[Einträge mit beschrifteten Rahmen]
┄┄┄┄┄┄┄┄┄┄

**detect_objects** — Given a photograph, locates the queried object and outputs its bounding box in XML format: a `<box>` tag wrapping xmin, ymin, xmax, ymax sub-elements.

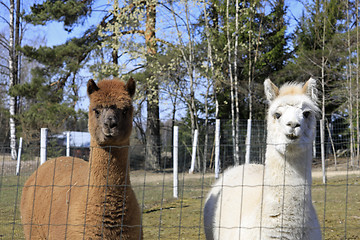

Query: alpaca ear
<box><xmin>87</xmin><ymin>79</ymin><xmax>100</xmax><ymax>96</ymax></box>
<box><xmin>125</xmin><ymin>77</ymin><xmax>136</xmax><ymax>97</ymax></box>
<box><xmin>264</xmin><ymin>78</ymin><xmax>279</xmax><ymax>102</ymax></box>
<box><xmin>303</xmin><ymin>78</ymin><xmax>318</xmax><ymax>102</ymax></box>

┄┄┄┄┄┄┄┄┄┄

» **Deine Aufgabe**: Gib sämtliche Zeilen der Einträge oben als JSON-Liste von Zeichenketten wieder, je eine Zeichenkette pro Zeile und ohne Leerzeilen. Lass die Bilder dabei weg.

» **Die Antwort**:
[
  "**detect_objects** — Given a photograph, locates the queried object and outputs its bounding box in XML format: a `<box>` tag wrapping xmin, ymin, xmax, ymax sub-elements.",
  "Query: alpaca ear",
  "<box><xmin>87</xmin><ymin>79</ymin><xmax>100</xmax><ymax>96</ymax></box>",
  "<box><xmin>125</xmin><ymin>77</ymin><xmax>136</xmax><ymax>97</ymax></box>",
  "<box><xmin>264</xmin><ymin>78</ymin><xmax>279</xmax><ymax>102</ymax></box>",
  "<box><xmin>303</xmin><ymin>78</ymin><xmax>318</xmax><ymax>102</ymax></box>"
]